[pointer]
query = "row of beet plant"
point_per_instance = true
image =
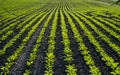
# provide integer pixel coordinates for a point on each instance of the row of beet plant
(114, 46)
(33, 53)
(12, 41)
(109, 61)
(50, 57)
(84, 50)
(11, 60)
(68, 55)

★ ★ ★ ★

• [What is being asked]: Return every line of the records above without any change, leaving out the pictures.

• [Worked solution]:
[pointer]
query = "row of beet plant"
point_per_instance = true
image =
# provide integer pixel coordinates for a point on each instance of the row of beet plant
(114, 46)
(33, 53)
(12, 41)
(109, 61)
(50, 57)
(84, 50)
(11, 60)
(68, 55)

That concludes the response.